Actions to take ->
**1)** In the page extract on CompareM2 passthrough parameters, how do you add a flag argument that takes no value?
**2)** Extend the page extract on CompareM2 passthrough parameters, picking up right after its closing note about each tool's documentation.

Page extract ->
┄┄┄┄┄┄┄┄┄┄┄┄┄┄┄┄┄┄┄┄

For example, to change the IQ-TREE substitution model and increase bootstrap replicates:

# In config/config.yaml or via --config
set_iqtree-m: GTR+G
set_iqtree--boot: 1000

Or on the command line:

comparem2 --config set_iqtree-m=GTR+G set_iqtree--boot=1000

To add a flag argument (no value), set it to an empty string:

comparem2 --config 'set_prokka--rfam=""'

To remove a default passthrough parameter, delete (or comment out) the corresponding line in config/config.yaml. Default values for all passthrough parameters are listed in the tool sections above.

Note

Check each tool's own documentation (linked above) for the full list of available flags.

┄┄┄┄┄┄┄┄┄┄┄┄┄┄┄┄┄┄┄┄

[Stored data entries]
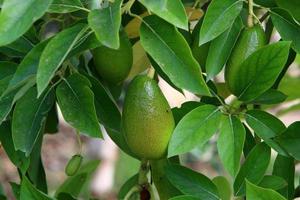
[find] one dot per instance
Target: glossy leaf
(170, 50)
(170, 10)
(130, 183)
(290, 139)
(271, 96)
(223, 186)
(292, 6)
(74, 185)
(185, 108)
(18, 158)
(258, 193)
(76, 101)
(65, 6)
(29, 117)
(231, 143)
(221, 48)
(288, 29)
(253, 168)
(16, 17)
(260, 70)
(184, 197)
(107, 111)
(194, 129)
(55, 53)
(284, 167)
(192, 183)
(28, 67)
(106, 24)
(219, 17)
(28, 191)
(273, 182)
(266, 126)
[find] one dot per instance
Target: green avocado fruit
(147, 119)
(114, 65)
(250, 40)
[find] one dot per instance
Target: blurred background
(116, 167)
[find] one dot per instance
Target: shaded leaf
(230, 143)
(55, 53)
(219, 17)
(253, 168)
(16, 23)
(192, 183)
(170, 10)
(106, 24)
(76, 101)
(171, 52)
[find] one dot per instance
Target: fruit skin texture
(147, 119)
(114, 65)
(73, 165)
(250, 40)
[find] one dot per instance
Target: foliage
(42, 68)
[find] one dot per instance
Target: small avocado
(250, 40)
(114, 65)
(147, 119)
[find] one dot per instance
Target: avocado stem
(151, 72)
(251, 13)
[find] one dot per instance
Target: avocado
(147, 119)
(111, 64)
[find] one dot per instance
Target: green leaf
(184, 197)
(219, 17)
(260, 70)
(16, 23)
(170, 10)
(258, 193)
(292, 6)
(130, 183)
(74, 185)
(76, 101)
(28, 191)
(106, 24)
(28, 67)
(221, 48)
(29, 118)
(253, 168)
(231, 143)
(194, 129)
(223, 186)
(192, 183)
(290, 139)
(18, 158)
(266, 126)
(7, 69)
(249, 142)
(55, 53)
(288, 29)
(271, 96)
(273, 182)
(285, 167)
(65, 6)
(185, 108)
(171, 52)
(106, 108)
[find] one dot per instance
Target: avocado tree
(77, 55)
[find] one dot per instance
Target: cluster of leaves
(45, 60)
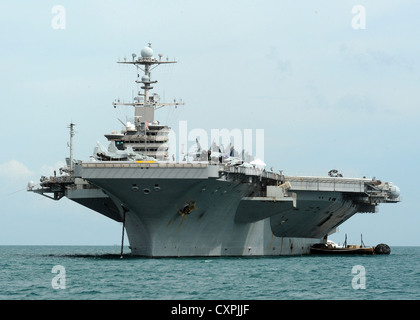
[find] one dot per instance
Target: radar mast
(145, 104)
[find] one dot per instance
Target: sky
(332, 84)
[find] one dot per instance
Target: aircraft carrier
(214, 203)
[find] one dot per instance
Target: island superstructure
(223, 206)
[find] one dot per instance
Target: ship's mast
(144, 103)
(71, 126)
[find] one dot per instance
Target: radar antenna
(146, 62)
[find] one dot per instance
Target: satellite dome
(147, 52)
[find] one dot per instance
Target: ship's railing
(143, 164)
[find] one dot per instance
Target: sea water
(99, 273)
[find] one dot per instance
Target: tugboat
(332, 248)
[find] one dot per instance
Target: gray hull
(223, 217)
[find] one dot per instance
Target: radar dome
(147, 52)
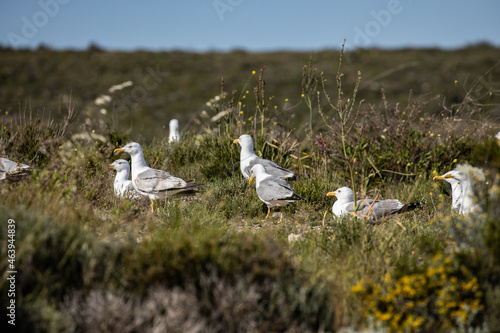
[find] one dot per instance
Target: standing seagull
(156, 184)
(12, 171)
(173, 135)
(368, 208)
(248, 159)
(462, 193)
(273, 191)
(123, 185)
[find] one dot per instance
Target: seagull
(174, 135)
(123, 185)
(248, 159)
(462, 193)
(12, 171)
(368, 208)
(153, 183)
(272, 190)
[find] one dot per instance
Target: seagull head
(120, 165)
(245, 141)
(132, 148)
(343, 194)
(257, 169)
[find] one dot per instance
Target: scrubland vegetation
(90, 262)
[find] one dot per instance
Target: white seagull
(248, 159)
(173, 135)
(12, 171)
(462, 192)
(273, 191)
(123, 185)
(156, 184)
(368, 208)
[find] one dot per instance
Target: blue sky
(253, 25)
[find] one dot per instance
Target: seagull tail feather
(411, 206)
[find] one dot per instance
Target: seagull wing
(274, 188)
(154, 181)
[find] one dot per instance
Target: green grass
(88, 261)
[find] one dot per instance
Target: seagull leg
(268, 211)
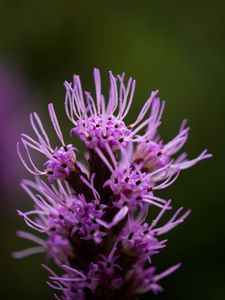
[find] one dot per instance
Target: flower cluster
(93, 211)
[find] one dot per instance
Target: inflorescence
(93, 213)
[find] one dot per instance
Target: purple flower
(93, 213)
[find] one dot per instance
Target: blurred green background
(177, 47)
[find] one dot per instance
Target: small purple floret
(95, 213)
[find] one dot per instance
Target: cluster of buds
(93, 211)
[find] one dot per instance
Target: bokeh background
(177, 47)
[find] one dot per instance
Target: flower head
(94, 213)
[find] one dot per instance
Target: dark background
(177, 47)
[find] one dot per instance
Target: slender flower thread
(93, 213)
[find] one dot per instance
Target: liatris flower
(93, 213)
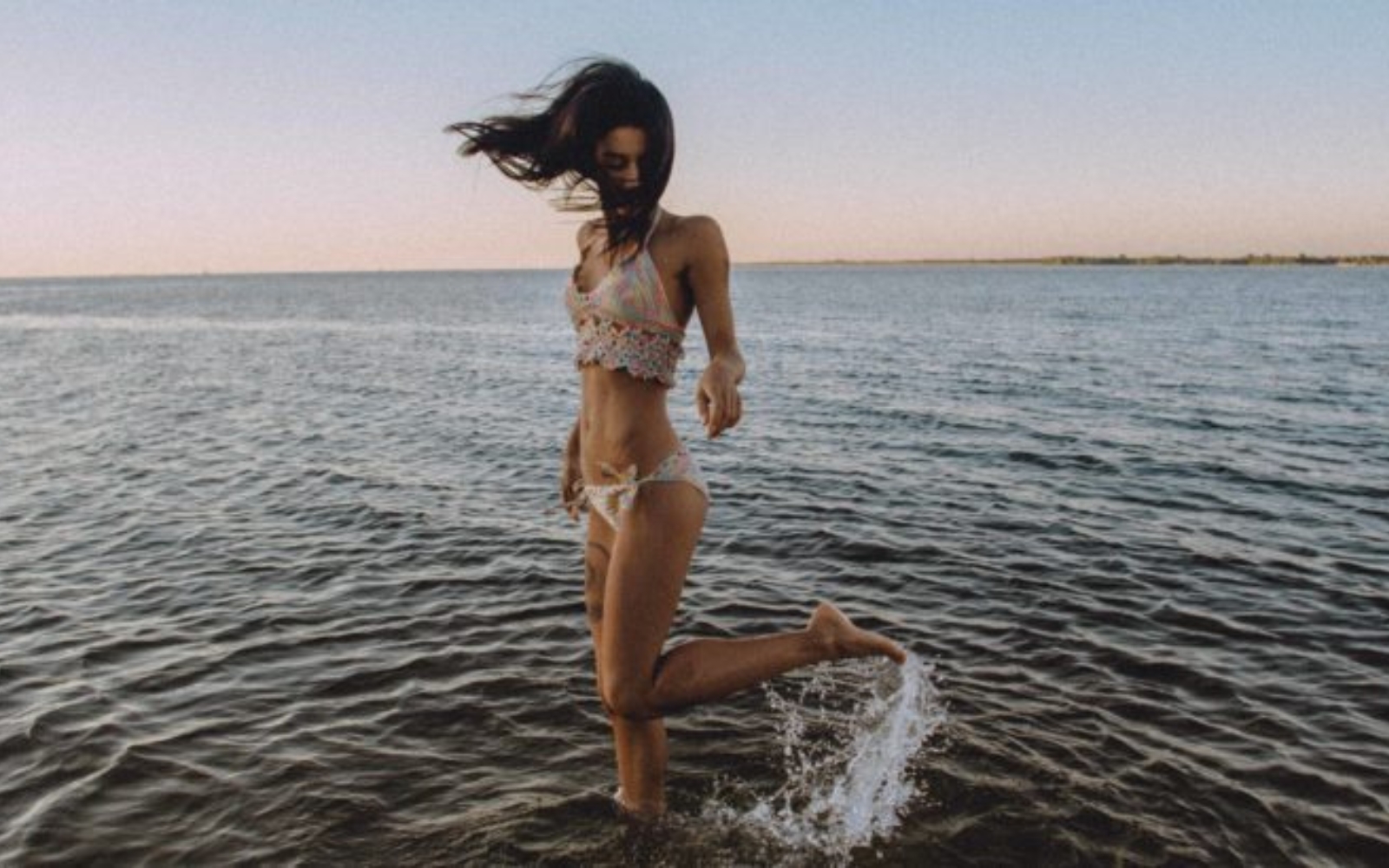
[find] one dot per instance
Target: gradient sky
(187, 136)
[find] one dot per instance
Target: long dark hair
(556, 139)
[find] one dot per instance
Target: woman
(606, 136)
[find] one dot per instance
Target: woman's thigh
(597, 552)
(646, 574)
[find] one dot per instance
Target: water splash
(846, 756)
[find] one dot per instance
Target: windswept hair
(552, 139)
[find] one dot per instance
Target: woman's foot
(839, 638)
(643, 812)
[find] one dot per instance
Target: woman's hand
(715, 398)
(571, 476)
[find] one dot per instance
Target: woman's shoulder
(696, 233)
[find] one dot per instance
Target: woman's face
(618, 156)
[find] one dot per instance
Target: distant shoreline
(1375, 260)
(1254, 260)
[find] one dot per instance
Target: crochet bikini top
(625, 323)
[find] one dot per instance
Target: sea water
(281, 575)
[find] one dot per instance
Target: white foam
(847, 756)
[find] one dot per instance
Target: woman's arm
(715, 398)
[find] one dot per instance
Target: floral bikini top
(625, 323)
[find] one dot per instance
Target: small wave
(847, 767)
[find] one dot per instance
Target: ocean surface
(282, 580)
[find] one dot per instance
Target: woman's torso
(622, 417)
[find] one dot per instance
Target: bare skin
(634, 578)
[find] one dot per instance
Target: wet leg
(639, 743)
(642, 592)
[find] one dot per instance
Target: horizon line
(1056, 261)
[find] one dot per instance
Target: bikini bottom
(611, 499)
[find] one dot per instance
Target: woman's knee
(629, 694)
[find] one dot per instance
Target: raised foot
(839, 638)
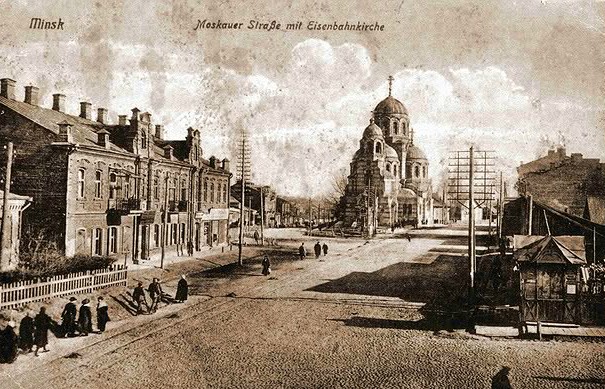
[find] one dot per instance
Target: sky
(516, 77)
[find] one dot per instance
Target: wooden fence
(18, 294)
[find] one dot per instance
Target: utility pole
(5, 251)
(262, 216)
(165, 223)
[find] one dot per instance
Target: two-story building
(111, 189)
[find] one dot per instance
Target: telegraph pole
(5, 250)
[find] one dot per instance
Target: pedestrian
(182, 290)
(256, 236)
(266, 266)
(9, 347)
(85, 318)
(26, 332)
(155, 294)
(102, 314)
(317, 249)
(42, 323)
(138, 295)
(69, 317)
(302, 252)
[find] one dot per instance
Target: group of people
(318, 248)
(80, 321)
(156, 293)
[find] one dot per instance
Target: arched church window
(378, 147)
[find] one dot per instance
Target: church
(389, 182)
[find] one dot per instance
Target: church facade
(389, 182)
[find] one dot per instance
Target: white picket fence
(21, 293)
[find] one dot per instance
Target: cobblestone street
(356, 319)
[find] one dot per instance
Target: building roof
(390, 105)
(595, 208)
(415, 152)
(551, 249)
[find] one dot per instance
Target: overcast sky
(517, 77)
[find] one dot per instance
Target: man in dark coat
(69, 317)
(317, 249)
(85, 318)
(302, 253)
(9, 347)
(182, 290)
(102, 314)
(26, 332)
(42, 323)
(138, 295)
(155, 293)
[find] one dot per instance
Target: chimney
(59, 102)
(159, 131)
(85, 110)
(7, 88)
(31, 95)
(102, 115)
(103, 138)
(168, 152)
(65, 132)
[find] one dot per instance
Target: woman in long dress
(42, 323)
(102, 314)
(182, 290)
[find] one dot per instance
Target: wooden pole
(5, 250)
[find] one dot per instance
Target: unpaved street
(356, 319)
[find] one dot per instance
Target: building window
(112, 240)
(113, 183)
(183, 190)
(98, 186)
(81, 183)
(156, 235)
(97, 242)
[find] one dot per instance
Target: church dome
(372, 131)
(390, 152)
(414, 152)
(390, 105)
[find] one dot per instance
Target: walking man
(317, 249)
(69, 317)
(155, 294)
(138, 295)
(102, 314)
(302, 253)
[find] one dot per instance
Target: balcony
(126, 206)
(178, 206)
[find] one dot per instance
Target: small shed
(550, 271)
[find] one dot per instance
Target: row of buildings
(110, 187)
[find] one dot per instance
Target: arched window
(81, 183)
(113, 182)
(97, 242)
(98, 184)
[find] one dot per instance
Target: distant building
(107, 189)
(389, 180)
(562, 182)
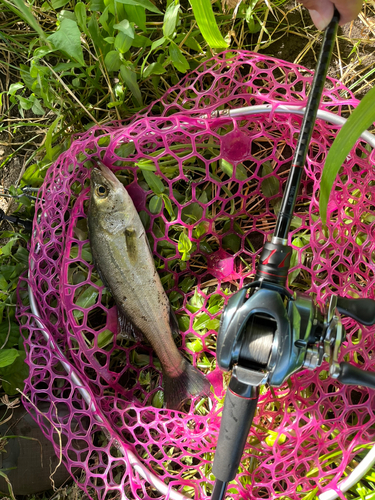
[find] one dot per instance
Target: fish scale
(121, 251)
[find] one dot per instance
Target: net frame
(190, 124)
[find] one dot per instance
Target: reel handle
(362, 310)
(352, 375)
(238, 413)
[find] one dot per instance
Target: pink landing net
(227, 213)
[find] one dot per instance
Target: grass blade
(206, 21)
(23, 10)
(359, 121)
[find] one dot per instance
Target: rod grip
(238, 413)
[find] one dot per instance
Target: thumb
(322, 16)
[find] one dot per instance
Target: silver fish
(123, 258)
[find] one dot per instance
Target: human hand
(321, 11)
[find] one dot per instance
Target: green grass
(68, 65)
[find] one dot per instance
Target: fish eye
(101, 191)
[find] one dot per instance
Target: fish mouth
(101, 172)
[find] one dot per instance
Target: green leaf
(186, 284)
(80, 12)
(158, 399)
(184, 246)
(154, 69)
(136, 14)
(143, 3)
(68, 40)
(269, 186)
(97, 6)
(170, 18)
(112, 61)
(123, 42)
(299, 243)
(86, 299)
(168, 205)
(154, 182)
(14, 375)
(3, 283)
(125, 27)
(141, 41)
(252, 25)
(195, 346)
(105, 338)
(206, 21)
(24, 11)
(13, 87)
(178, 59)
(95, 33)
(130, 79)
(57, 4)
(359, 121)
(7, 357)
(157, 43)
(48, 143)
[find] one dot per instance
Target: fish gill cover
(207, 192)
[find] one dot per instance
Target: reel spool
(121, 436)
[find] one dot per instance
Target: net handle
(369, 460)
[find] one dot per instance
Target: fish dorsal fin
(125, 327)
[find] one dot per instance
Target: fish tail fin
(177, 389)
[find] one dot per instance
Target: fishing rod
(266, 334)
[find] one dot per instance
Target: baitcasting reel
(266, 334)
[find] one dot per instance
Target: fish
(124, 261)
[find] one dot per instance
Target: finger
(349, 9)
(321, 12)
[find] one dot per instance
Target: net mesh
(223, 180)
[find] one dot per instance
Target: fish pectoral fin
(126, 329)
(101, 275)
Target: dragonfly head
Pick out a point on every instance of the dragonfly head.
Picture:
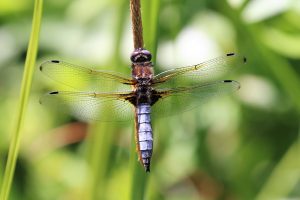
(140, 55)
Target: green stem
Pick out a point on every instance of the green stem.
(23, 102)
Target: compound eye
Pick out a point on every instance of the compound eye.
(141, 55)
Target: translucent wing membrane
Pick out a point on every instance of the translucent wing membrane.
(91, 106)
(178, 100)
(82, 78)
(202, 73)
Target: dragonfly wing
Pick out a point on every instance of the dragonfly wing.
(91, 106)
(178, 100)
(83, 78)
(201, 73)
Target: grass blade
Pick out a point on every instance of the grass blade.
(23, 102)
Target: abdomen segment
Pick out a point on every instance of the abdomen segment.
(144, 135)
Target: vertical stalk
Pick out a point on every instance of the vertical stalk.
(23, 102)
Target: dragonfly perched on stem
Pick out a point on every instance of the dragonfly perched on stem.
(149, 95)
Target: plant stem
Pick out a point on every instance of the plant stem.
(23, 102)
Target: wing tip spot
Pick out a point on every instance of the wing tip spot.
(230, 54)
(54, 92)
(227, 81)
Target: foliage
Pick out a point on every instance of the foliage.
(244, 146)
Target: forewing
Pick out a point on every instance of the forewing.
(91, 106)
(201, 73)
(178, 100)
(85, 79)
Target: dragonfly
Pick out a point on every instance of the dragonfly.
(108, 96)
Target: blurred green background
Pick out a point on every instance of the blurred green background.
(244, 146)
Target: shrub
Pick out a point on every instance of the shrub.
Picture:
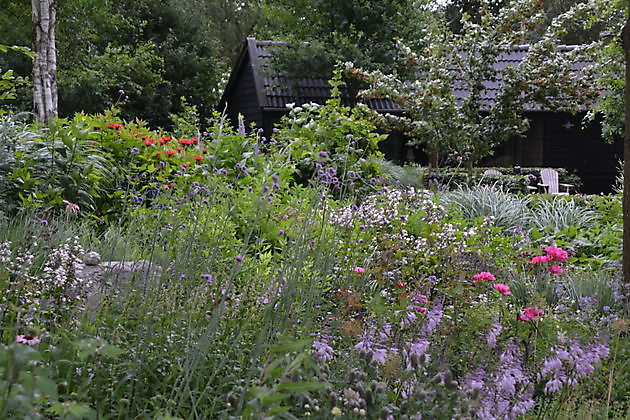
(337, 145)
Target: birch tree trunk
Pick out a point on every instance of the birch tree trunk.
(45, 64)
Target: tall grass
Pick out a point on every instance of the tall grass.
(506, 210)
(559, 213)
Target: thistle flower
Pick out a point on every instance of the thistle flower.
(322, 350)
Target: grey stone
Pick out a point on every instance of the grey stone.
(92, 258)
(111, 278)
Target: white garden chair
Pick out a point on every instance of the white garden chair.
(550, 183)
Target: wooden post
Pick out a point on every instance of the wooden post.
(45, 63)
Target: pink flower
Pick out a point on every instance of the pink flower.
(502, 288)
(540, 259)
(27, 339)
(556, 254)
(484, 275)
(530, 314)
(74, 208)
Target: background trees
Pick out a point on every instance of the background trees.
(155, 52)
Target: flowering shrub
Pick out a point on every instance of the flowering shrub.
(278, 299)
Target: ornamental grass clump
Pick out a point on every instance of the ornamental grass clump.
(559, 213)
(504, 209)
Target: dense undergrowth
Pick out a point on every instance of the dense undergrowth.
(297, 281)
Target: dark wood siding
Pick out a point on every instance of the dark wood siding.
(567, 144)
(242, 97)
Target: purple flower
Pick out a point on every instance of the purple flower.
(433, 319)
(379, 355)
(491, 338)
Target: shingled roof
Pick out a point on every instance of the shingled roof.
(275, 91)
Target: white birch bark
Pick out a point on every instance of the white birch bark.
(45, 63)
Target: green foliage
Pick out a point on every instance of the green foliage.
(332, 143)
(503, 209)
(556, 214)
(321, 33)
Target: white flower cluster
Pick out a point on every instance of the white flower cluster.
(52, 292)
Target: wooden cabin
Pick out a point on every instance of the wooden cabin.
(553, 140)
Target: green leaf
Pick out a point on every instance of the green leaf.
(302, 386)
(291, 346)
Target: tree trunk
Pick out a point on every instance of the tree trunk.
(626, 157)
(45, 64)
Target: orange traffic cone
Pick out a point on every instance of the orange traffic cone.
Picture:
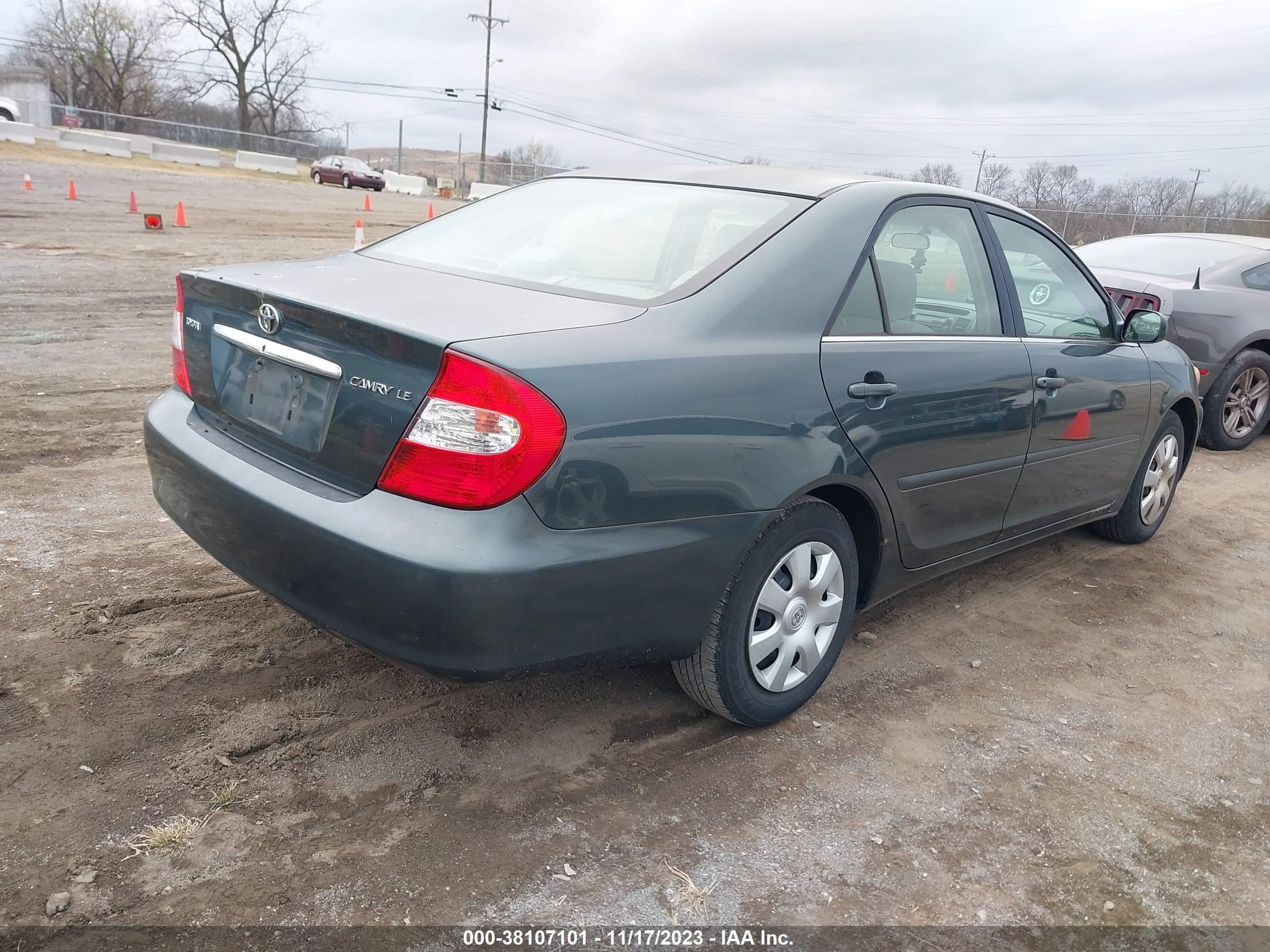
(1079, 428)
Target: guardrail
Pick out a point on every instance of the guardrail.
(263, 162)
(406, 184)
(483, 190)
(96, 142)
(18, 133)
(186, 155)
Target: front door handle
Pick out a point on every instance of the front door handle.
(863, 391)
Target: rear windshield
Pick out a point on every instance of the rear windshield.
(598, 238)
(1161, 254)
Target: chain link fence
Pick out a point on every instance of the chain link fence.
(1083, 228)
(191, 134)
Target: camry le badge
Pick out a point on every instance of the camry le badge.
(270, 319)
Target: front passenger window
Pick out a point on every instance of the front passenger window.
(1057, 300)
(934, 273)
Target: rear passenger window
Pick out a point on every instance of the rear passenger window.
(861, 314)
(1258, 278)
(935, 276)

┄┄┄┄┄┄┄┄┄┄┄┄┄┄┄┄┄┄┄┄

Answers by item number ->
**1)** Set it to an empty string.

**2)**
Pseudo-rules

Pseudo-rules are shortcuts to run curated subsets of the pipeline:

Pseudo-rule Included analyses
fast sequence_lengths, assembly-stats, mashtree
meta annotation, assembly-stats, sequence_lengths, checkm2, eggnog, kegg_pathway, dbcan, interproscan, gtdbtk, mashtree
isolate annotation, assembly-stats, sequence_lengths, eggnog, kegg_pathway, gtdbtk, mlst, amrfinder, panaroo, fasttree, snp-dists, mashtree
downloads All database download rules
report Re-render the report

Hint

Run a pseudo-rule like any other rule: comparem2 --until meta or comparem2 --until isolate

Rendered report

These demo reports are available for download:

  • report_strachan_campylo.html — 32 Campylobacter genomes from Strachan et al. (Nature 2022, doi.org/10.1038/s41564-022-01300-y). Metagenome and genome sequencing from the rumen epithelial wall of dairy cattle.

  • report_Methanoflorens.html — 6 Methanoflorens (archaeal) genomes. Representatives of Bog-38 from GTDB.